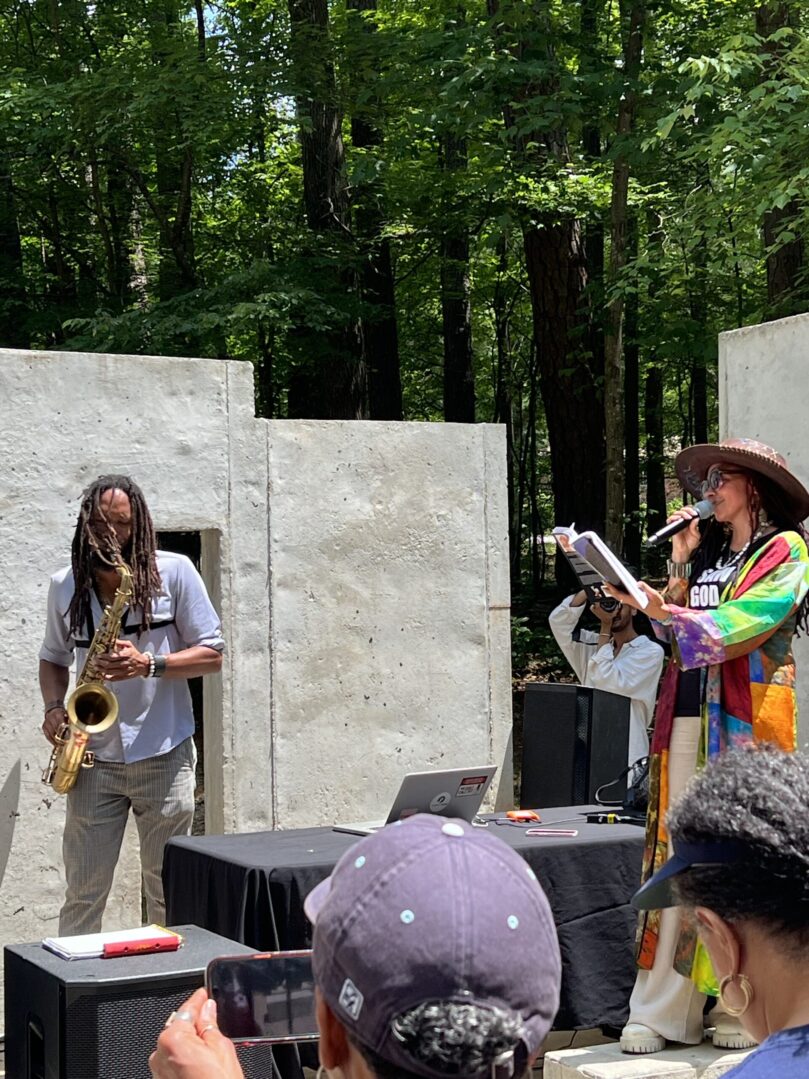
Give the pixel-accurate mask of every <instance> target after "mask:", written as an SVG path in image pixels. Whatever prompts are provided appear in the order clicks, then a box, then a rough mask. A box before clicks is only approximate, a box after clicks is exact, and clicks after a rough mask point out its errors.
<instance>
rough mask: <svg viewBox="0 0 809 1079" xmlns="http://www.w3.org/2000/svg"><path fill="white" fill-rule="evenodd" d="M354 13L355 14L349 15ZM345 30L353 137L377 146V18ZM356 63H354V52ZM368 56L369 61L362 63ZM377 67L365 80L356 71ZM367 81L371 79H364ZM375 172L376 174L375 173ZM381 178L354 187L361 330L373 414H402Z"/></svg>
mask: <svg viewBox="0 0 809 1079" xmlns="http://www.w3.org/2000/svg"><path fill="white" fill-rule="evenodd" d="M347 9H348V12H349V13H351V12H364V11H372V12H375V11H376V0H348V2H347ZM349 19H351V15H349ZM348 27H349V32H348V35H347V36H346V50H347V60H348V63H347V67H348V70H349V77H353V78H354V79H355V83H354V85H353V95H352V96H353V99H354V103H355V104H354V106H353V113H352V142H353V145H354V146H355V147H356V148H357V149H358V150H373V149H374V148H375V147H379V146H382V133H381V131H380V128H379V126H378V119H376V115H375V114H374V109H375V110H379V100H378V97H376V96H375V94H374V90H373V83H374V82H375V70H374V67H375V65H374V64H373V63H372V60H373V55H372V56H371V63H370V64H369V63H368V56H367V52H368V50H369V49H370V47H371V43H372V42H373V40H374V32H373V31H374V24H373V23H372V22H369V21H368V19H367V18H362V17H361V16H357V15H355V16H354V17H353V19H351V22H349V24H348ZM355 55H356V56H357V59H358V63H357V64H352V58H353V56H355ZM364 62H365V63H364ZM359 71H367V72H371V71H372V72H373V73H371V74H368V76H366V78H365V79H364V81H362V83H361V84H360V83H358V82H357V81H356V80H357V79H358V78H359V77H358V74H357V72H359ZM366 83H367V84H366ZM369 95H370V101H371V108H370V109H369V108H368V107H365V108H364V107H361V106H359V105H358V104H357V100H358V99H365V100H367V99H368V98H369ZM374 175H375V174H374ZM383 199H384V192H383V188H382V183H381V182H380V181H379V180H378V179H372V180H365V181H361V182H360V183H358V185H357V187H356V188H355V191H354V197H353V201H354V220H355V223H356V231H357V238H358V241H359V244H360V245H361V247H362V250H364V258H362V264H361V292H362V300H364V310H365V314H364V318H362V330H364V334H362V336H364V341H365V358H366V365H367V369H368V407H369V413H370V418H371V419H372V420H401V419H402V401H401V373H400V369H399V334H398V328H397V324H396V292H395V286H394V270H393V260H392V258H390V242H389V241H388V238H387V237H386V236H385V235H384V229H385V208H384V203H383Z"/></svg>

==

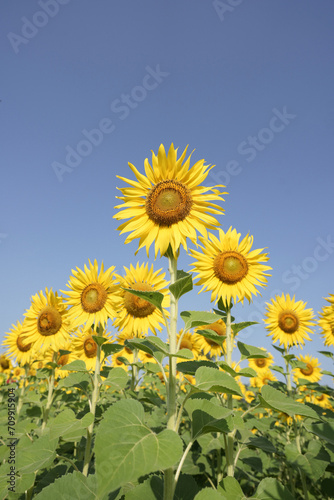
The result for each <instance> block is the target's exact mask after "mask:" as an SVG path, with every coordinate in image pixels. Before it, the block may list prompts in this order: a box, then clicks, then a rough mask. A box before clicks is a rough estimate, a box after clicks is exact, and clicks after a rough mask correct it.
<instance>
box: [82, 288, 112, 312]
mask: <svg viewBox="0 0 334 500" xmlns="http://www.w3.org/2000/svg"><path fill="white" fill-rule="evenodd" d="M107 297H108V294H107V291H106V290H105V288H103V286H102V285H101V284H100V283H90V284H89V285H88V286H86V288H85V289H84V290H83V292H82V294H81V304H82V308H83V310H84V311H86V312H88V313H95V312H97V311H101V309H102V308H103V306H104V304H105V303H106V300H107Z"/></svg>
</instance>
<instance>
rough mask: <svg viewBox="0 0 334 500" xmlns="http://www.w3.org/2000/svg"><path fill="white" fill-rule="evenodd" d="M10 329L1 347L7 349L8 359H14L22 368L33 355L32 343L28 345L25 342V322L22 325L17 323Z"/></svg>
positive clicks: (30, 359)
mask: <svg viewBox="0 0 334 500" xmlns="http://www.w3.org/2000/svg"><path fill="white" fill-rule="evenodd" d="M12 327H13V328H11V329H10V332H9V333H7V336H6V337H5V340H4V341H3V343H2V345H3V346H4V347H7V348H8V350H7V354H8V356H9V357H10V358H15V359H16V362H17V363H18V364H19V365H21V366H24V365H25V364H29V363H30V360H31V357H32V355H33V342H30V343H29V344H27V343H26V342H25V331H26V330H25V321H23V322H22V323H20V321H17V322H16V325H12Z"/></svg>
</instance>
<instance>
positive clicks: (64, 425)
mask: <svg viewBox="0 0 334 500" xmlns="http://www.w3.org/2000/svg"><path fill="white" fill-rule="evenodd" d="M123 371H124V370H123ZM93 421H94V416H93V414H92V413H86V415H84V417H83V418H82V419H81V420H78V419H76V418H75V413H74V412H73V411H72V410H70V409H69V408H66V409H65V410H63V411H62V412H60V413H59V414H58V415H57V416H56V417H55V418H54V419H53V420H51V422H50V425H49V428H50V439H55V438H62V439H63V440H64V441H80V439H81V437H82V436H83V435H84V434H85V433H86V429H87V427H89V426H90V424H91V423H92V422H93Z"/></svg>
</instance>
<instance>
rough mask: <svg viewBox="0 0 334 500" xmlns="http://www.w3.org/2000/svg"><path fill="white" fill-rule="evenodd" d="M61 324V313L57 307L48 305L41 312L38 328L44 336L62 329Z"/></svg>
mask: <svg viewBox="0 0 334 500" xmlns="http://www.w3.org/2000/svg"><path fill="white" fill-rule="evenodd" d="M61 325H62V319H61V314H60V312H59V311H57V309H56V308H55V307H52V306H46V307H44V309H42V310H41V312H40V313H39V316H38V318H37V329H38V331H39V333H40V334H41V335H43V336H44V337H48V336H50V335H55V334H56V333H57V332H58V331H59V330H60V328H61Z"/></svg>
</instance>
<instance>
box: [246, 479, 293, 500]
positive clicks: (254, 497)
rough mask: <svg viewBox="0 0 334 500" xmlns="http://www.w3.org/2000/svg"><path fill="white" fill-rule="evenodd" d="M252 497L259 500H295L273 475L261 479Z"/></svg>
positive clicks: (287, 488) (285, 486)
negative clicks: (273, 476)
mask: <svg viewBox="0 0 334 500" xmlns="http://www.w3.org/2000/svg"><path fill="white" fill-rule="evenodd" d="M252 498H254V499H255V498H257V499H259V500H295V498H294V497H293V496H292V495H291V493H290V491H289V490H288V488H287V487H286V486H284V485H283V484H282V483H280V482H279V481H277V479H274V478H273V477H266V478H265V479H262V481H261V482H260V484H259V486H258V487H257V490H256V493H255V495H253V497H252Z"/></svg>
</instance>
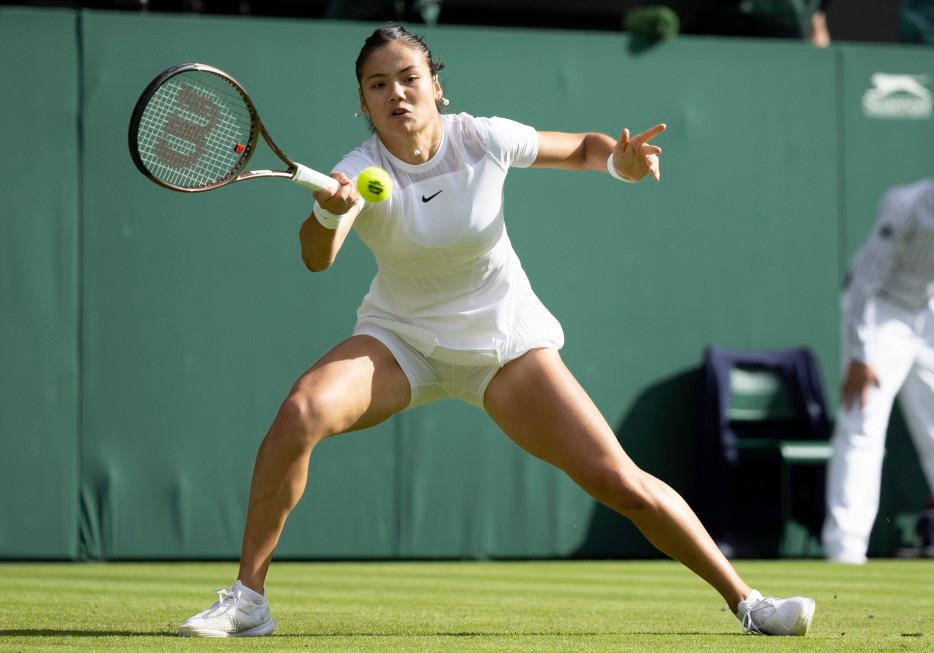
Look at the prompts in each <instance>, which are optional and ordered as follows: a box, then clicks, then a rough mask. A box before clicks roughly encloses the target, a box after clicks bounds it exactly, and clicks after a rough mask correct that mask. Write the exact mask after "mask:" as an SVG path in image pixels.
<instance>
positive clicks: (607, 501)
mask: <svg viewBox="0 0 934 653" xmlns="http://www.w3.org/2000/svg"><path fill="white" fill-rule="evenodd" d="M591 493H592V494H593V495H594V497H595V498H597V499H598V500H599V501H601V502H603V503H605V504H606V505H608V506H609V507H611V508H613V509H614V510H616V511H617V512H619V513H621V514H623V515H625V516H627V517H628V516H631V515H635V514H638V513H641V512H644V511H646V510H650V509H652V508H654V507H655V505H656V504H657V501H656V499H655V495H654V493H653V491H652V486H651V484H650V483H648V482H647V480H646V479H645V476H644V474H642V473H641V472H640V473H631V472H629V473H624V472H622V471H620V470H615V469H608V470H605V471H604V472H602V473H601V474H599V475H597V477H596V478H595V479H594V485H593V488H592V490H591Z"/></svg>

* * *

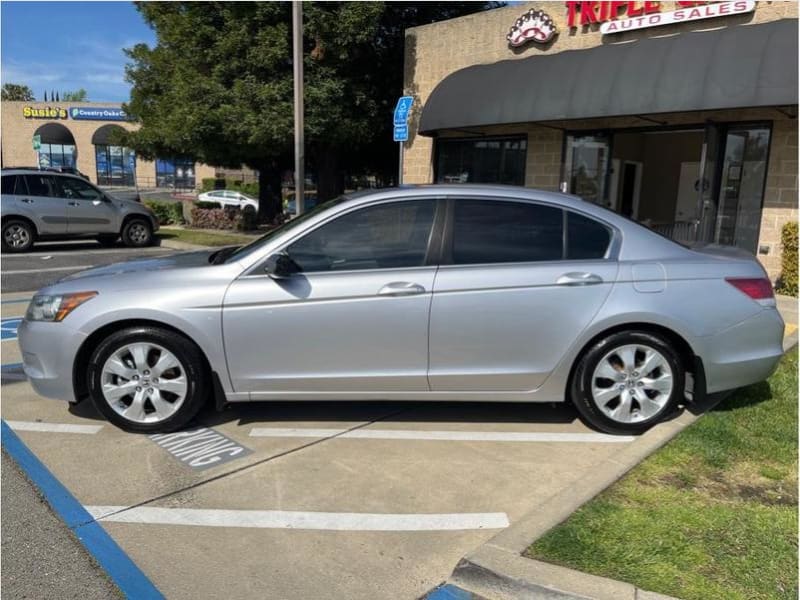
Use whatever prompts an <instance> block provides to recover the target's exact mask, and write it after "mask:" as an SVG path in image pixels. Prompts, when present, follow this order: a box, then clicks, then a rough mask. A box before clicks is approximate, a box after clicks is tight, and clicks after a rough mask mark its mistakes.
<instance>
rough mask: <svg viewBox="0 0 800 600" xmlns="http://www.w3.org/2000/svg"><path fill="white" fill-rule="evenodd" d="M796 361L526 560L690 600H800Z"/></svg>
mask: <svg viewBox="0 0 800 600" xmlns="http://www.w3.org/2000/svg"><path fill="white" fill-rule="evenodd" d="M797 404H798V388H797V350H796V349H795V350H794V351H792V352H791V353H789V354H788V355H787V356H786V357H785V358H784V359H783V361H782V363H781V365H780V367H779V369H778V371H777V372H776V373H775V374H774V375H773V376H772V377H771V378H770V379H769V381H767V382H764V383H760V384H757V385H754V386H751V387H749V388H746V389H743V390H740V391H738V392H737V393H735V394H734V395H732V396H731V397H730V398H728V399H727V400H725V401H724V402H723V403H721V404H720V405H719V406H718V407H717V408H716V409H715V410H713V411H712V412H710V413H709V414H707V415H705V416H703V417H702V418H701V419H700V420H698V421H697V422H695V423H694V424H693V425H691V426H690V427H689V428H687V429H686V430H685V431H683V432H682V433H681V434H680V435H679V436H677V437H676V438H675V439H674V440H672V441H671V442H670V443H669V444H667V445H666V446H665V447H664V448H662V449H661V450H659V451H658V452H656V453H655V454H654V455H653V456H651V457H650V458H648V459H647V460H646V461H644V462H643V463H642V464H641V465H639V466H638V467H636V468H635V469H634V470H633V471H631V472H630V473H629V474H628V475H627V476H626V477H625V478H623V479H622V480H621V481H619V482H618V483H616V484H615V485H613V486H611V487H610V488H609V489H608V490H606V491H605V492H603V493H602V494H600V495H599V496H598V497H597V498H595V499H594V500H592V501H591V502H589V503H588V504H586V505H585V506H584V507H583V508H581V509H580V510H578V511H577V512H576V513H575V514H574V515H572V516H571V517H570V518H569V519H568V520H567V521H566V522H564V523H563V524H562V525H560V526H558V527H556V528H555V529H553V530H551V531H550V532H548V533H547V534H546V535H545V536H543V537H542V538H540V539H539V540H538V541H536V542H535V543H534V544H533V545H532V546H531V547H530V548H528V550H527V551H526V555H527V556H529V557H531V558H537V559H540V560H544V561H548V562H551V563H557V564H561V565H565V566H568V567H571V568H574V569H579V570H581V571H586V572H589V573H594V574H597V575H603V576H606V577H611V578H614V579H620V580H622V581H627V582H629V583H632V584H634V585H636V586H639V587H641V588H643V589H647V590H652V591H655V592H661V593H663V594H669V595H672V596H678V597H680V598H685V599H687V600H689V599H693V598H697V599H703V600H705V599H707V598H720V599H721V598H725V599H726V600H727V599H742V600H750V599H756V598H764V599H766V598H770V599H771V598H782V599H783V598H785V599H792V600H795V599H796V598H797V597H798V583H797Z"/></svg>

§ **Directions**
Go through the records above and return every line that holds the string "each".

§ **Exercise result**
The result for each <instance> block is the target's exact mask after "mask:" as an SVG path, with every coordinate in image pixels. Before it, the block may list prompts in this order: a box, then clicks, then a rough mask. A box before clicks is a rough estimate, a box after clicks is exact, and clicks after a rough mask correct it.
Look at the prompts in each <instance>, which are optional and ordered as follows: a box, then clicks, then a rough mask. A box before clicks roughly encloses the target, a box after clicks bounds it exactly, and clicks after a rough mask correct that mask. Write the exact mask after "mask:" as an SVG path in image pixels.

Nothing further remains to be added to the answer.